#### [PROVIDED INFORMATION]

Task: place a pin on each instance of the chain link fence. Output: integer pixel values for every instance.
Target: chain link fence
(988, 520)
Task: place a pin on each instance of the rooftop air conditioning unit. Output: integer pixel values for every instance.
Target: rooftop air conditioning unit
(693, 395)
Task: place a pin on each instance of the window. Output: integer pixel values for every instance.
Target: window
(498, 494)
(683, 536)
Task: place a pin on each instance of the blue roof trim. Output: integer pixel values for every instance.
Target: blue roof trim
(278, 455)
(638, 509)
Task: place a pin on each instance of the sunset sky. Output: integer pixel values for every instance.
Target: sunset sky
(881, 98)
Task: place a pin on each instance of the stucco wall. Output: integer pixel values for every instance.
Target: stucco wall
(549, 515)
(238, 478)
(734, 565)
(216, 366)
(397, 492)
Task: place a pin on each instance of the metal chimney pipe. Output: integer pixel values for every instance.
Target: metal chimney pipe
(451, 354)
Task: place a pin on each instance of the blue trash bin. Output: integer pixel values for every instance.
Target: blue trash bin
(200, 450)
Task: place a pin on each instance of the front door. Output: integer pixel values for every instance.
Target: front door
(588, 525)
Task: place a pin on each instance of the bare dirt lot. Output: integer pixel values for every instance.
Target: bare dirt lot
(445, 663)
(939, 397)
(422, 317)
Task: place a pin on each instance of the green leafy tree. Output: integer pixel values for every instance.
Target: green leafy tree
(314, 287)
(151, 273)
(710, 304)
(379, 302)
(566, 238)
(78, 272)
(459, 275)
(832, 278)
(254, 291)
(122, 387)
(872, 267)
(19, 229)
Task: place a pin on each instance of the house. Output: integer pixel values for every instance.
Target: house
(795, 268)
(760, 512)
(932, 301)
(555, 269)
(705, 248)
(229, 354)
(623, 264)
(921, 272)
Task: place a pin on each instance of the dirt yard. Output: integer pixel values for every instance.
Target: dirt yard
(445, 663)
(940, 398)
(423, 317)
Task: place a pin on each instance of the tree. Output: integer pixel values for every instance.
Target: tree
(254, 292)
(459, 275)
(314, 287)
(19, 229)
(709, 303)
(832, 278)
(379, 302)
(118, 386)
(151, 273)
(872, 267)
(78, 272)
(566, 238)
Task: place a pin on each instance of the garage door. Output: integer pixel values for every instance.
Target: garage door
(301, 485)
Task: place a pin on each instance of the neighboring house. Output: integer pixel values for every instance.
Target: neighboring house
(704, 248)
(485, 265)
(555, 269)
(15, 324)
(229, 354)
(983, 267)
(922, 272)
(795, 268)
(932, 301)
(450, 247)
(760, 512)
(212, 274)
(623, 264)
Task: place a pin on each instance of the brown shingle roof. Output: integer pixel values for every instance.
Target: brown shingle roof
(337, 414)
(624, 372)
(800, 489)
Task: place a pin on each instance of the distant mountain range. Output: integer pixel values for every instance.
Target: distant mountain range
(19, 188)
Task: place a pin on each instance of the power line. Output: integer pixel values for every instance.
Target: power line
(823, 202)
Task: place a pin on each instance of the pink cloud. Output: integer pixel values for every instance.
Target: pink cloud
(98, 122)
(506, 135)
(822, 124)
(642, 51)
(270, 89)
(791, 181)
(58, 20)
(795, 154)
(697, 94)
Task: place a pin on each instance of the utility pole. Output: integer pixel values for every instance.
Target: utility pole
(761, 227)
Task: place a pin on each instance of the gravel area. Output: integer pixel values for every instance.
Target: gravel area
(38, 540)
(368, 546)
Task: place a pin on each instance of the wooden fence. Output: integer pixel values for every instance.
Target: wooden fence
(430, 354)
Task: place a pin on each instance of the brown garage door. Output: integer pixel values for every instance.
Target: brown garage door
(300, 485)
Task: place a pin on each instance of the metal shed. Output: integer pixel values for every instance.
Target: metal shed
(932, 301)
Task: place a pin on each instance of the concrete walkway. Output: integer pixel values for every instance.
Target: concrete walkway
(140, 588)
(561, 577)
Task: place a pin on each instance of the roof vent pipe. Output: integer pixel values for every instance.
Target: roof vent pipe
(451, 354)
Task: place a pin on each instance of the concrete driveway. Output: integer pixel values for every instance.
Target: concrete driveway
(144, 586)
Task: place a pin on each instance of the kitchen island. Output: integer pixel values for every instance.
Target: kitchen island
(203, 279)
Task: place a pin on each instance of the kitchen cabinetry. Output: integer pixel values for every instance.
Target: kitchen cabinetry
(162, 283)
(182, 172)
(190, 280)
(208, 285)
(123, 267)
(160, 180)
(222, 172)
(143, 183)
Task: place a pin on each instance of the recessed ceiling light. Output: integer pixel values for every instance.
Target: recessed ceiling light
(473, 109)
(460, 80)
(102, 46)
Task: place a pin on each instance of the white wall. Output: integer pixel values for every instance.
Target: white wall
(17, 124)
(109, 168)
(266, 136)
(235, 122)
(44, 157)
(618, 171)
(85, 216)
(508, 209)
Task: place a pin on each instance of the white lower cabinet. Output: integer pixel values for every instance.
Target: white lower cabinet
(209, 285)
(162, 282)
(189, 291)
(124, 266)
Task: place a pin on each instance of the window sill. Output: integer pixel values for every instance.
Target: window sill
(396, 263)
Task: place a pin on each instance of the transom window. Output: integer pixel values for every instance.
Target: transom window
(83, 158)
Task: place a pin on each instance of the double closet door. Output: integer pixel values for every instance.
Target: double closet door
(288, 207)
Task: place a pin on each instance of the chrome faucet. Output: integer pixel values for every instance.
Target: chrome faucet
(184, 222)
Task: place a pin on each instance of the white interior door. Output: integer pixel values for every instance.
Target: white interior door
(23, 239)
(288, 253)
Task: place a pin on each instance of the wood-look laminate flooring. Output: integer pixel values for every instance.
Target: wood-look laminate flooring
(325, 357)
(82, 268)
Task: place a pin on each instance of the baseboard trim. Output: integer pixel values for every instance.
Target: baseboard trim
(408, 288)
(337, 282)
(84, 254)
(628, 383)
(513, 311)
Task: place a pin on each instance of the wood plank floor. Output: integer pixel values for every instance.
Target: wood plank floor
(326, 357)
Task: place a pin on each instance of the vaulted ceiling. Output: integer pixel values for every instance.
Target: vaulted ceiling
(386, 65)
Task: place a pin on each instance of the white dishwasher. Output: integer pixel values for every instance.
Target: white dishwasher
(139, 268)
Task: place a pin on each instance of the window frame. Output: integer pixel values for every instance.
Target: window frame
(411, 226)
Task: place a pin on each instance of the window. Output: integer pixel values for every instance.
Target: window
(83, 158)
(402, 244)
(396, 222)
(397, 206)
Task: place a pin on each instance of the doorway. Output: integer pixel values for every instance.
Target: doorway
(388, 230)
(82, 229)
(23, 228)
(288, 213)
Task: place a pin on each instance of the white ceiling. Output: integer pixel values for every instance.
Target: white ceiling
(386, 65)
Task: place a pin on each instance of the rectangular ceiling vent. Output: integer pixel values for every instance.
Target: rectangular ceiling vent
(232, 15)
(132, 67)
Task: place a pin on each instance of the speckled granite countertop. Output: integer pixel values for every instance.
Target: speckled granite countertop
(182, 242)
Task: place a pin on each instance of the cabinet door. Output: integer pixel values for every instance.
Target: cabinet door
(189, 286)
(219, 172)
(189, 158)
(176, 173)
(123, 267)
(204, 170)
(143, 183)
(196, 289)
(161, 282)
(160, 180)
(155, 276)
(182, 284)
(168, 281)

#### [WHAT YOU SHOULD DO]
Set out the entries once more, word for word.

#### [TASK RESULT]
Task: place a pin on each instance of the chain link fence. Output: integer pixel values for every instance.
Target: chain link fence
(988, 520)
Task: place a pin on each instance of the rooftop air conditioning unit. Output: integer pixel values for every instance.
Target: rooftop air conditioning unit
(693, 395)
Task: place a pin on each instance of the window. Output: integer pixel values for every instance.
Target: window
(498, 494)
(683, 536)
Task: place a pin on each instance of the blue roof trim. Output: integer pixel values for every instance.
Target: blue roof trim
(278, 455)
(638, 509)
Task: place a pin on each instance of the sunset sky. Output: integer pixel values for every instance.
Target: sunset sky
(881, 98)
Task: place a pin on each instance of the stucco wall. Output: integer pixel values for every instance.
Target: stucco wall
(549, 515)
(238, 478)
(734, 565)
(216, 366)
(397, 492)
Task: place a pin on each instance of the metal chimney pipe. Output: integer pixel values for every instance.
Target: metal chimney pipe
(451, 354)
Task: place a pin on each instance of the blue trash bin. Output: integer pixel values for every instance.
Target: blue trash bin
(200, 450)
Task: place a pin on each instance of the front door. Output: integer pixel values for every instance.
Target: front door
(588, 525)
Task: place a pin on each instance of the bare dirt lot. Output: integer pixel values for every instance.
Target: bare dirt lot
(445, 663)
(939, 397)
(422, 317)
Task: place a pin on each instance of the green leafy tree. Output: integer pixel values for every instance.
Target: green leafy tree
(314, 287)
(151, 273)
(710, 304)
(379, 302)
(566, 238)
(78, 272)
(459, 275)
(832, 278)
(254, 291)
(122, 387)
(872, 267)
(19, 229)
Task: place a pin on each instance of the house. Output: integer pixel values for every instance.
Target: house
(795, 268)
(760, 512)
(932, 301)
(555, 269)
(705, 248)
(229, 354)
(623, 264)
(921, 272)
Task: place a pin on each instance of the dirt yard. Output: integer pixel values for every instance.
Target: dirt yard
(445, 663)
(940, 398)
(423, 317)
Task: place a pin on each instance of the tree. Output: integer pixel values for every instance.
Target: tree
(254, 292)
(459, 275)
(314, 287)
(19, 229)
(709, 303)
(832, 278)
(379, 302)
(118, 386)
(151, 273)
(872, 267)
(78, 272)
(566, 238)
Task: place a pin on each instance of the garage door. Output: integer pixel values for every instance.
Target: garage door
(301, 485)
Task: place a pin on each instance of the neighboring house. Output: integer pixel values for every instance.
Target: neighboring house
(704, 248)
(485, 265)
(555, 269)
(15, 324)
(229, 354)
(983, 267)
(922, 272)
(795, 268)
(932, 301)
(450, 247)
(760, 512)
(212, 274)
(623, 264)
Task: place a pin on each instance of the brown shingle roof. Output: integer pixel values for every instance.
Target: brown shingle roof
(337, 414)
(624, 372)
(800, 489)
Task: place a pin on each instance of the distant mountain range. Output: integer pixel values for every instance.
Target: distant mountain range
(19, 188)
Task: place a pin on each instance of the power line. Output: integer pixel values for every instance.
Target: power line
(823, 202)
Task: place a pin on each instance of the pink cloud. Output: integer pixel values for every instance.
Target: pink cloud
(98, 122)
(506, 135)
(822, 124)
(642, 51)
(270, 89)
(791, 181)
(58, 20)
(795, 154)
(697, 94)
Task: place a pin on each instance of the utility pole. Output: integer pixel values for every instance.
Target: utility pole
(761, 227)
Task: place a pin on each instance of the gravel area. Output: integer pixel values for every instance.
Target: gravel area
(38, 540)
(368, 546)
Task: place a pin on each instance of the wooden fence. Output: integer pixel values for every instance.
Target: wooden fence
(430, 354)
Task: place a pin on each instance of the brown garage door. Output: integer pixel values for every instance.
Target: brown garage door
(300, 485)
Task: place a pin on each instance of the metal shed. Output: integer pixel values for every instance.
Target: metal shed
(932, 301)
Task: place a pin on each instance of the concrete walkway. Output: integer pixel values for every instance.
Target: concrete walkway
(140, 588)
(561, 577)
Task: place a pin on each instance of the roof vent pipe. Output: integer pixel values for every instance.
Target: roof vent pipe
(451, 354)
Task: place a pin on each instance of the concrete driveway. Output: integer pixel values for every instance.
Target: concrete driveway
(144, 586)
Task: place a pin on each instance of the kitchen island. Output: integer pixel values for every instance.
Target: kitchen island
(203, 279)
Task: place a pin on each instance of the kitchen cabinetry. Output: integer pixel values for every instance.
Target: kitchen cabinetry
(162, 283)
(182, 172)
(190, 280)
(208, 285)
(123, 267)
(160, 180)
(222, 172)
(143, 183)
Task: place a pin on each instance of the recessed ceiling light. Output: integer pixel values for every instance.
Target: recessed ceiling light
(473, 109)
(460, 80)
(102, 46)
Task: place a pin on each instance of the white wall. Output: integer pixel values for every instance.
Target: white wall
(17, 124)
(109, 168)
(266, 136)
(235, 122)
(44, 157)
(618, 171)
(85, 216)
(508, 209)
Task: place a pin on each instance of the white lower cabinet. Output: integer pixel values for every instance.
Target: white lower cabinet
(209, 285)
(162, 282)
(189, 291)
(124, 266)
Task: place a pin on each instance of the window sill. Output: integer pixel values for every instance.
Target: window sill
(396, 263)
Task: place a pin on each instance of the transom window. Output: integer pixel values for every instance.
Target: transom window
(83, 158)
Task: place a pin on each instance of the double closet door. Output: integer pixel values for every instance.
Target: double closet door
(288, 207)
Task: place a pin on each instance of the chrome faucet. Output: integer pixel values for every instance.
Target: chrome faucet
(184, 222)
Task: place a pin on each instance of the white interior door. Output: integer pixel values for every instance.
Target: white interior door
(23, 239)
(288, 253)
Task: place a pin on each instance of the wood-look laminate flooring. Output: integer pixel values for every instance.
Target: wood-look laminate flooring
(325, 357)
(82, 268)
Task: place a pin on each instance of the baseboard trim. Output: integer pixel values for every instance.
Target: baseboard trim
(408, 288)
(337, 282)
(84, 254)
(628, 383)
(513, 311)
Task: place a pin on each instance of the wood plank floor. Output: integer pixel values for every instance.
Target: wood plank floor
(326, 357)
Task: place a pin on each instance of the vaulted ceiling. Output: integer pixel values for every instance.
Target: vaulted ceiling
(386, 65)
Task: place a pin on each instance of the white dishwasher. Output: integer pixel values for every instance.
Target: white dishwasher
(139, 268)
Task: place a pin on each instance of the window frame. Output: integer pixel values for every instance.
Target: window frame
(411, 226)
Task: place a pin on each instance of the window. Output: integer pixel values for every instance.
Target: window
(83, 158)
(402, 244)
(396, 222)
(397, 206)
Task: place a pin on each instance of the doorway. Output: integer pixel values for every instance.
Target: doorway
(388, 230)
(82, 229)
(23, 228)
(288, 213)
Task: place a pin on each instance of the white ceiling. Output: integer pixel values for every instance.
Target: white ceiling
(386, 65)
Task: place a pin on each instance of the rectangular ceiling vent. Output: integer pixel values for every instance.
Target: rectangular ceiling vent
(232, 15)
(132, 67)
Task: place a pin on each instance of the speckled granite countertop. Output: integer pixel values for every instance.
Target: speckled granite countertop
(182, 242)
Task: place a pin on each instance of the cabinet door. Output: integer pixel values for every instance.
Target: cabinet door
(189, 286)
(219, 172)
(189, 158)
(176, 173)
(123, 267)
(204, 170)
(143, 183)
(196, 289)
(161, 282)
(160, 180)
(155, 276)
(182, 284)
(168, 281)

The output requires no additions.